• Raw data
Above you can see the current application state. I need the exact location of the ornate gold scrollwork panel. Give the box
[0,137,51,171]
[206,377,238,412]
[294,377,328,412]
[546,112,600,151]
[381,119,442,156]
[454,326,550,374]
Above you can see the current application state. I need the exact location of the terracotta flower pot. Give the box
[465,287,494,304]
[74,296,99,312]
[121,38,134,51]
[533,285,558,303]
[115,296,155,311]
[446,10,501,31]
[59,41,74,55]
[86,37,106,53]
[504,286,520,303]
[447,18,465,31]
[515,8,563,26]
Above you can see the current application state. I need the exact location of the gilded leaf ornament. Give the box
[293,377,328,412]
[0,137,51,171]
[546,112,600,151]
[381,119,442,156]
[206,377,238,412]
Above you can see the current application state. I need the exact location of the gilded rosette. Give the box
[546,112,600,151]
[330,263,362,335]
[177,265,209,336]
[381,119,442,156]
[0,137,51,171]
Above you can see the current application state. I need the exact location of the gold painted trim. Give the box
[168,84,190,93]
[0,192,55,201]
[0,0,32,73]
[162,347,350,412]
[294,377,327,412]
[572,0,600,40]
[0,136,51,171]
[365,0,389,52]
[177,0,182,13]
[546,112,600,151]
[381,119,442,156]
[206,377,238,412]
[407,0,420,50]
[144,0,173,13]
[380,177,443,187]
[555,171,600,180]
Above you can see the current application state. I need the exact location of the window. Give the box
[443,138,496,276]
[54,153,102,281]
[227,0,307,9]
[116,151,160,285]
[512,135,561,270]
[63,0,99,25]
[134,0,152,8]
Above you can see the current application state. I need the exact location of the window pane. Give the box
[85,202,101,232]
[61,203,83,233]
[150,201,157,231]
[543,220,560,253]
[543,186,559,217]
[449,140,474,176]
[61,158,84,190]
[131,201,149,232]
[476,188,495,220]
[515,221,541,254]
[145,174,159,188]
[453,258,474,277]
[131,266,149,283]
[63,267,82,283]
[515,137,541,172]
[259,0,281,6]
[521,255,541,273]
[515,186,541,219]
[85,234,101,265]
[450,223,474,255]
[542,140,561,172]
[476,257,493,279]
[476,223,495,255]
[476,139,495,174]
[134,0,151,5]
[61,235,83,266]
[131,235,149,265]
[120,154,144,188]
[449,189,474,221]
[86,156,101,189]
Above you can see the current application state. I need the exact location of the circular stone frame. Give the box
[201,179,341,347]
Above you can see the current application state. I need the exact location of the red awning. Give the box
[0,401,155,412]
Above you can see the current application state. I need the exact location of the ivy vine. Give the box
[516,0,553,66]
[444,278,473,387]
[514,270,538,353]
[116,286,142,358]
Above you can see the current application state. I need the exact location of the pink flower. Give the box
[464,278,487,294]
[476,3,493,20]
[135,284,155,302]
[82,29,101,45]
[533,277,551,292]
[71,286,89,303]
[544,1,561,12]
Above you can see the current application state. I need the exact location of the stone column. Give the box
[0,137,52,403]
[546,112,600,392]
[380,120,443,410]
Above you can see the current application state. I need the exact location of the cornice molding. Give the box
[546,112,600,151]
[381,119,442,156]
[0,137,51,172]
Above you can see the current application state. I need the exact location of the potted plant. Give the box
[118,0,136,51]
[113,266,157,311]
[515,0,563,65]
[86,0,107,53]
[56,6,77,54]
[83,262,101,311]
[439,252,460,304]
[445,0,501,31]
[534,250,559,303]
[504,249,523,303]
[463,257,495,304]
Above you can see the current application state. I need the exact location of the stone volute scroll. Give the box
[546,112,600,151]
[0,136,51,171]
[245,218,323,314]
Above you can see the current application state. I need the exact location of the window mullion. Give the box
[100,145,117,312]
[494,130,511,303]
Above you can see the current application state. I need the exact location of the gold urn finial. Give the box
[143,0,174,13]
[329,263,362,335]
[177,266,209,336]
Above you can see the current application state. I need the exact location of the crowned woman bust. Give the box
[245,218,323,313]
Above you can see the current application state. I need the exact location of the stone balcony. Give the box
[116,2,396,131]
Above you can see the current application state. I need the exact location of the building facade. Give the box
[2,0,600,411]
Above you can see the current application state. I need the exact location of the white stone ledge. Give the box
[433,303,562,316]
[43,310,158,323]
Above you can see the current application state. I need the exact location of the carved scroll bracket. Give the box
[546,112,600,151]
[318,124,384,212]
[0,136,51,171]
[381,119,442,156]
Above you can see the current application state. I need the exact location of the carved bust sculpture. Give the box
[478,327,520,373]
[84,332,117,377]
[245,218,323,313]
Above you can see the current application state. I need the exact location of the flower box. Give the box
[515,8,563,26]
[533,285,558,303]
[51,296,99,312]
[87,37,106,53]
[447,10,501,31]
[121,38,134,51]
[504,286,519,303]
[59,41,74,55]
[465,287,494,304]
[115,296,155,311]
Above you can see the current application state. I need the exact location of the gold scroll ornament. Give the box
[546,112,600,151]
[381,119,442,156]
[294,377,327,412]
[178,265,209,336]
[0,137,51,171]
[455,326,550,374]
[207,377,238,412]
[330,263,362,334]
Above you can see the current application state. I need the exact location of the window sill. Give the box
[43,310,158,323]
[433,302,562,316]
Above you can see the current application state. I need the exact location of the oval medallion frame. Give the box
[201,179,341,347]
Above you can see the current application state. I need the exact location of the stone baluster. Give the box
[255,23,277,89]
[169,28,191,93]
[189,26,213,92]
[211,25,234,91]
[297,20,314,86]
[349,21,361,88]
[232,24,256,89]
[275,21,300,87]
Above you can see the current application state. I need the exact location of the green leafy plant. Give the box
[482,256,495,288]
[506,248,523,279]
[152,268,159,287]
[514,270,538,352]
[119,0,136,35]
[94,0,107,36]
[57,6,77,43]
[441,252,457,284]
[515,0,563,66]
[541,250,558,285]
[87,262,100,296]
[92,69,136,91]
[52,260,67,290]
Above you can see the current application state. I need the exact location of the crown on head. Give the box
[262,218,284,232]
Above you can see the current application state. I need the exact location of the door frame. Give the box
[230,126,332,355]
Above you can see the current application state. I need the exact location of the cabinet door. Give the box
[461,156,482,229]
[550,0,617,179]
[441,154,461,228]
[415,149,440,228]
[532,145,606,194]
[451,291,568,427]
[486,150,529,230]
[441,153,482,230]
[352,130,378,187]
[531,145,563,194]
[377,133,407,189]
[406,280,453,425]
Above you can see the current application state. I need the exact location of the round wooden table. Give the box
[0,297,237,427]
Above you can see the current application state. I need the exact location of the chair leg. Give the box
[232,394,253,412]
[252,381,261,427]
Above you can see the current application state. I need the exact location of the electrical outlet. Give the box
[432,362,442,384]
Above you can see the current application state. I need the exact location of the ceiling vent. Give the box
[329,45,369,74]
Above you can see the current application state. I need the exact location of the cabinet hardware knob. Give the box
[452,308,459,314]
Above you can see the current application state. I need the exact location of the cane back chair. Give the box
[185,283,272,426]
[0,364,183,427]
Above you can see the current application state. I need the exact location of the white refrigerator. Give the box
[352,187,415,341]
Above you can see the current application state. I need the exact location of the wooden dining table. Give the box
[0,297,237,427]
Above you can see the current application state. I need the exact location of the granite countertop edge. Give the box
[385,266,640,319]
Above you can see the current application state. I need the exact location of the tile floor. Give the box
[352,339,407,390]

• Task details
Write out all the material exactly.

• Task answer
Above you can see the current application state. I need the exact location of the ornate gold scrollwork panel. Give the box
[0,137,51,171]
[206,377,238,412]
[294,377,328,412]
[546,112,600,151]
[381,119,442,156]
[454,326,550,374]
Above you can see the current application state. I need the exact location of the terracotta flower pot. Give the box
[465,287,494,304]
[74,296,99,312]
[121,38,134,51]
[533,285,558,303]
[115,296,155,311]
[446,10,501,31]
[59,41,74,55]
[86,37,106,53]
[504,286,520,303]
[447,18,465,31]
[515,8,563,26]
Above you can see the current application state. I need the exact location of the gilded leaf ornament. Give the box
[293,377,328,412]
[0,137,51,171]
[546,112,600,151]
[381,119,442,156]
[206,377,238,412]
Above you can see the current application state. I need the exact location of the gilded rosette. Give the box
[546,112,600,151]
[330,263,362,335]
[177,265,209,336]
[381,119,442,156]
[0,137,51,171]
Above you can see the current application state. I need the exact location of the gold painted trim. Give the box
[168,84,190,93]
[0,192,55,201]
[0,0,32,73]
[162,347,350,412]
[294,377,327,412]
[572,0,600,40]
[0,136,51,171]
[365,0,389,52]
[177,0,182,13]
[546,112,600,151]
[381,119,442,156]
[206,377,238,412]
[407,0,420,50]
[144,0,173,13]
[380,177,443,187]
[555,171,600,180]
Above you can see the current application state. I need the exact location of the window. Give the box
[443,138,496,276]
[54,153,102,281]
[227,0,307,9]
[116,151,160,285]
[512,135,561,270]
[63,0,99,25]
[134,0,152,8]
Above you can see the current application state. I need the exact location of the window pane. Give the box
[85,202,101,232]
[61,203,83,233]
[150,201,157,231]
[543,220,560,253]
[543,186,559,217]
[449,140,474,176]
[61,158,84,190]
[131,201,149,232]
[476,188,495,220]
[515,221,541,254]
[145,174,159,188]
[453,258,474,277]
[131,266,149,283]
[63,267,82,283]
[515,137,541,172]
[259,0,281,6]
[521,255,541,273]
[515,186,541,219]
[85,234,101,265]
[450,223,474,255]
[542,140,561,172]
[476,257,493,279]
[476,223,495,255]
[476,139,495,174]
[134,0,151,5]
[61,235,83,266]
[131,235,149,265]
[120,154,144,188]
[449,189,474,221]
[86,156,101,189]
Above you can see the current application state. I need the exact location of the circular stone frame. Give the box
[201,179,341,347]
Above you can see the current application state. I need the exact location of the red awning. Give the box
[0,401,155,412]
Above you can see the current application state. I need the exact location of the ivy vine. Give the box
[516,0,553,66]
[444,278,473,387]
[514,270,538,353]
[116,286,142,358]
Above you can see the current application state. I need the exact location of the pink flower. Give the box
[464,278,487,294]
[476,3,493,20]
[135,284,155,302]
[82,29,101,45]
[533,277,551,292]
[71,286,89,303]
[544,1,561,12]
Above you can see the current application state. I need the exact location of the stone column. Give the box
[0,137,52,403]
[546,112,600,392]
[380,120,443,410]
Above you can see the current application state. I need the exact location of the cornice molding. Give the box
[546,112,600,151]
[381,119,442,156]
[0,137,51,172]
Above you can see the current application state. I need the exact location of the potted plant. Give the box
[118,0,136,51]
[113,266,157,311]
[515,0,563,65]
[86,0,107,53]
[56,6,77,54]
[83,262,101,311]
[439,252,460,304]
[445,0,501,31]
[534,250,559,303]
[504,249,523,303]
[463,257,495,304]
Above you can see the current application state. I need the exact location of the stone volute scroll. Give the box
[546,112,600,151]
[0,136,51,171]
[245,218,323,314]
Above you can see the current application state. I need the exact location of the window mullion. Give the box
[100,145,117,312]
[494,130,511,303]
Above you can see the current application state. I need the exact location of the gold urn finial. Give the box
[143,0,174,13]
[329,263,362,335]
[177,266,209,336]
Above you can see the current application state. I need the exact location of the crowned woman bust. Give the box
[245,218,323,313]
Above you can see the current application state. I need the exact location of the stone balcony. Give the box
[116,2,396,131]
Above you can see the current application state. I need the exact location of the building facade. Give the box
[2,0,600,411]
Above you can see the current application state. I need the exact location of the white stone ledge. Give the box
[433,303,562,316]
[43,310,158,323]
Above you can see the current application state. I need the exact location of the carved scroll bracket. Give the box
[546,112,600,151]
[318,124,384,212]
[0,136,51,171]
[381,119,442,156]
Above you can see the current application state. I need the exact location of the carved bust sculpture. Give the box
[478,327,520,373]
[84,332,117,377]
[245,218,323,313]
Above you can see the current application state. I need the exact location of the flower box. Give the box
[515,8,563,26]
[533,285,558,303]
[51,296,99,312]
[87,37,106,53]
[447,10,501,31]
[121,38,134,51]
[504,286,519,303]
[59,41,74,55]
[465,287,494,304]
[115,296,155,311]
Above you can see the current application state. I need the exact location of the gold scroll ornament. Give the box
[546,112,600,151]
[381,119,442,156]
[294,377,327,412]
[178,265,209,336]
[0,137,51,171]
[455,326,550,374]
[207,377,238,412]
[330,263,362,334]
Above you can see the current application state. I need the exact location of the window sill. Give the box
[43,310,158,323]
[433,302,562,316]
Above you can see the current application state. I need the exact location of the oval medallion frame. Give the box
[201,179,341,347]
Above you can see the current application state. I need the exact location of the stone baluster. Give the box
[255,23,277,89]
[169,28,191,93]
[189,26,213,92]
[211,25,234,91]
[297,20,314,86]
[349,21,361,88]
[232,24,256,89]
[275,21,300,87]
Above you can see the current application state. I need the exact location of the green leafy plant. Give the box
[482,256,495,288]
[506,248,523,279]
[152,268,159,287]
[514,270,538,352]
[119,0,136,35]
[94,0,107,36]
[57,6,77,43]
[441,252,457,284]
[515,0,563,66]
[541,250,558,285]
[87,262,100,296]
[92,69,136,91]
[52,260,67,290]
Above you can see the current application state. I need the exact location of the crown on head. Give the box
[262,218,284,232]
Above you can see the current application state. I need the exact location of the door frame. Give the box
[230,126,332,355]
Above you can see the current application state. I need the exact location of the cabinet door. Give the box
[461,156,482,229]
[550,0,617,179]
[441,154,461,228]
[415,149,440,228]
[532,145,606,194]
[451,291,568,427]
[486,150,529,230]
[441,153,482,230]
[352,130,378,187]
[531,145,563,194]
[377,133,407,189]
[406,280,453,425]
Above you can see the current application state. I need the exact location of the round wooden table. Give the box
[0,297,237,427]
Above you can see the current application state. I need the exact location of the chair leg. Give the box
[232,394,253,412]
[252,381,261,427]
Above you can see the current application state. I need the exact location of the electrical outlet. Give the box
[432,362,442,384]
Above you can see the current application state. I need the exact location of the ceiling vent. Give the box
[329,45,369,74]
Above you can see the current application state. I need the exact location of the cabinet hardware knob. Give the box
[452,308,459,314]
Above you can see the current application state. I need the exact location of the cane back chair. Give the box
[185,283,272,426]
[0,364,183,427]
Above you can see the current application state. I need the exact location of the white refrigerator. Give the box
[352,187,415,341]
Above you can see the current application state. I need the exact location of the wooden dining table. Give the box
[0,297,237,427]
Above you can see the current application state. I need the exact location of the granite countertop edge. Give the box
[385,266,640,319]
Above you can see the current application state. I need the exact location of the tile floor. Give the box
[352,339,407,390]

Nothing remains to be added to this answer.